**ABOUT THIS TASK:** Search the records below for "folder"; copy each line that has it.

[Saved entries]
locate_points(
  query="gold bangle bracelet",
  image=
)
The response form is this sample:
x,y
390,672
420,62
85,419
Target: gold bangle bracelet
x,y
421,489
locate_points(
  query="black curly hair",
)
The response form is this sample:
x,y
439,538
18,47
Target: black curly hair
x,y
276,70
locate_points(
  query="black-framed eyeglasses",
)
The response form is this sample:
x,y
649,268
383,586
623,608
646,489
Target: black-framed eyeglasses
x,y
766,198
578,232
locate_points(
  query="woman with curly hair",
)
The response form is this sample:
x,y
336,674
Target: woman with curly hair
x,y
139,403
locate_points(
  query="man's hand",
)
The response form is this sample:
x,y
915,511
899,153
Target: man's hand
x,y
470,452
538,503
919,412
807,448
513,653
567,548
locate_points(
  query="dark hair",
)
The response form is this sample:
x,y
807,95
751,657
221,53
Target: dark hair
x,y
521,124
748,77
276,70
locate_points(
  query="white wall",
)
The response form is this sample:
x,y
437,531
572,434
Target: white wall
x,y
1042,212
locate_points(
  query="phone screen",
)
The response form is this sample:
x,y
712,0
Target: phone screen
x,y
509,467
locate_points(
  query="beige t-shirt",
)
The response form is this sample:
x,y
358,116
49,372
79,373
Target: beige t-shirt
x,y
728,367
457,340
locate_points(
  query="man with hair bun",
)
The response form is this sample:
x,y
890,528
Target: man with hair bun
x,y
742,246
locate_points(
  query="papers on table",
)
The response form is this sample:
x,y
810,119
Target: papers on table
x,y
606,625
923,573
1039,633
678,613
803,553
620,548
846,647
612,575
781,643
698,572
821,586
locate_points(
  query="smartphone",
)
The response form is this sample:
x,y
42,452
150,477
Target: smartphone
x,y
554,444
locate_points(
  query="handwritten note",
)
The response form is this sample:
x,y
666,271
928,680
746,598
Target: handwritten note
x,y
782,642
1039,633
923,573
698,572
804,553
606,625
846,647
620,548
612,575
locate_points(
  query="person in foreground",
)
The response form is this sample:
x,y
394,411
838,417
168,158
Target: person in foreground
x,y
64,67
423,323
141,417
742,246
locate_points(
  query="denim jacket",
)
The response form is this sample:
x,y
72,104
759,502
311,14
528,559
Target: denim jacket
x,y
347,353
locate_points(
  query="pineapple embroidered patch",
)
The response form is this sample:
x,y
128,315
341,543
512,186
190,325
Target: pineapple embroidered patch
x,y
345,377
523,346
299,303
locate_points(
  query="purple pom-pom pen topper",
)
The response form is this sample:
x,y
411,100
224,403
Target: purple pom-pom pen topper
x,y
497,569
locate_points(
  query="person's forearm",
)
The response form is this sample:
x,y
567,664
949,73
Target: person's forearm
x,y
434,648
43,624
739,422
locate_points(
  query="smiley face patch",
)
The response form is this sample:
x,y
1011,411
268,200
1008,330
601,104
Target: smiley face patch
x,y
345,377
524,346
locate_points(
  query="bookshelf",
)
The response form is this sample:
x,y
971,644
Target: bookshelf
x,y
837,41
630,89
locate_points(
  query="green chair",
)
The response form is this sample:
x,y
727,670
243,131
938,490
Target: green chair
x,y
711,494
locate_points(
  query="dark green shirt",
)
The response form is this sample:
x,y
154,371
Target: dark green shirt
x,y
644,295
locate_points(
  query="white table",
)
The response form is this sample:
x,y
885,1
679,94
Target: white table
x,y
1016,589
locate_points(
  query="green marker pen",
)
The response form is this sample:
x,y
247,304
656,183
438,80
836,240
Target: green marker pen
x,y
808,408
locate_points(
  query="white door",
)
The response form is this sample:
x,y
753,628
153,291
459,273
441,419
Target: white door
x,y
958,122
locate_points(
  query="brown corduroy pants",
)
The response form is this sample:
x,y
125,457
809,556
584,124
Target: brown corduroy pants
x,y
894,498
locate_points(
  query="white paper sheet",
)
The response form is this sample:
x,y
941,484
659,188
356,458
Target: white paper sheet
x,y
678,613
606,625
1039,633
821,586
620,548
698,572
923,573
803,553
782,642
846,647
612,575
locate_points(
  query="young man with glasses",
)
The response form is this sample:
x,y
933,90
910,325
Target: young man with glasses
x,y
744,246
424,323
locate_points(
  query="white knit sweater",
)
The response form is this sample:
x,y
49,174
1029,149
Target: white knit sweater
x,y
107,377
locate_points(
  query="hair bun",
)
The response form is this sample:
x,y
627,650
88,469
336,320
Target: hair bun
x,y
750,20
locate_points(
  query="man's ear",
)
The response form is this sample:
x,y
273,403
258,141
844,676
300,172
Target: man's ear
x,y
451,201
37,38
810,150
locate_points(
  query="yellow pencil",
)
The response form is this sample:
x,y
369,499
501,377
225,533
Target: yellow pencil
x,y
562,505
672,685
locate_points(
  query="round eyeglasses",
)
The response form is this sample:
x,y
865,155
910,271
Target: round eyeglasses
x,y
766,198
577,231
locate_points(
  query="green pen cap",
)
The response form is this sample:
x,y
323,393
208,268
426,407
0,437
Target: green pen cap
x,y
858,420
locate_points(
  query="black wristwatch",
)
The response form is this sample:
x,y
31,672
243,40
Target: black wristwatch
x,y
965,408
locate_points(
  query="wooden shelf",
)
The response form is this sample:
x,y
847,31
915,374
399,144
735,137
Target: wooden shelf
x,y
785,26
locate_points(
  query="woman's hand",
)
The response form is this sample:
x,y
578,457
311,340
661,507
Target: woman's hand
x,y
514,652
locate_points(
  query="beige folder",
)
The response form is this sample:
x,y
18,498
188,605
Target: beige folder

**TASK RESULT:**
  query="beige folder",
Target: beige folder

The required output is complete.